* [EXERCISE DESCRIPTION]: Could you give these entries again with "boulder" swapped for "rock" everywhere and everything else unchanged, leaving out the pictures?
▬▬▬▬▬▬
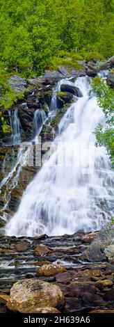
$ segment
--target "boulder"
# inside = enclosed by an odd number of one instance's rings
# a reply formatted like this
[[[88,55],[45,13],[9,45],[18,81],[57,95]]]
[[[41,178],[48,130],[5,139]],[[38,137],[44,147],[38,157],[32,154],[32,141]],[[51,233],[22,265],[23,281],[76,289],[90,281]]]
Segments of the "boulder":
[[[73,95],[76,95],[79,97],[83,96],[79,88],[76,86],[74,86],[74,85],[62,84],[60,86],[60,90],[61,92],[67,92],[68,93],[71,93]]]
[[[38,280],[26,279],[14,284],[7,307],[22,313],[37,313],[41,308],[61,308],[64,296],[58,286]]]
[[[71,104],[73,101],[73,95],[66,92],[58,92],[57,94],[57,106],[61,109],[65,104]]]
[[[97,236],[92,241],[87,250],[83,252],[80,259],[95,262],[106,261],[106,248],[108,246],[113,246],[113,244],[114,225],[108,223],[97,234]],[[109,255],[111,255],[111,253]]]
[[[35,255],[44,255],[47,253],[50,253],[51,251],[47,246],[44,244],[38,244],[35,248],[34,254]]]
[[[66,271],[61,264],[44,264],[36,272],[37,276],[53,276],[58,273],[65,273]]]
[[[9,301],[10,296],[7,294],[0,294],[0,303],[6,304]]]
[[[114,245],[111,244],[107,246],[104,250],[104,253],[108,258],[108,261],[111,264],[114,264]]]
▬▬▬▬▬▬
* [TASK RESPONSE]:
$ segment
--target "rock"
# inside = enclosed by an odd number of one instance's rings
# a reply formatted like this
[[[88,55],[45,13],[9,45],[18,81],[57,95]]]
[[[41,178],[48,130],[5,139]],[[38,137],[44,147],[38,157],[32,154],[32,141]],[[51,233],[22,265],[23,281],[76,289],[90,281]]]
Segments of the "rock":
[[[73,95],[76,95],[79,97],[83,96],[79,88],[76,86],[74,86],[74,85],[62,84],[60,86],[60,90],[61,92],[67,92],[68,93],[71,93]]]
[[[38,280],[26,279],[14,284],[7,307],[22,313],[37,313],[41,308],[61,308],[64,296],[58,286]]]
[[[71,104],[73,101],[73,95],[66,92],[58,92],[57,94],[57,106],[61,109],[65,104]]]
[[[97,236],[92,241],[87,250],[83,252],[80,259],[95,262],[106,261],[106,248],[108,246],[113,246],[113,244],[114,225],[108,223],[97,234]],[[109,255],[111,255],[111,253]]]
[[[35,255],[44,255],[47,253],[50,253],[51,251],[47,246],[44,244],[38,244],[35,248],[34,254]]]
[[[66,271],[61,264],[44,264],[36,272],[37,276],[53,276],[58,273],[65,273]]]
[[[9,301],[10,296],[7,294],[0,294],[0,303],[6,304]]]
[[[114,245],[111,244],[107,246],[104,250],[104,253],[108,258],[108,261],[111,264],[114,264]]]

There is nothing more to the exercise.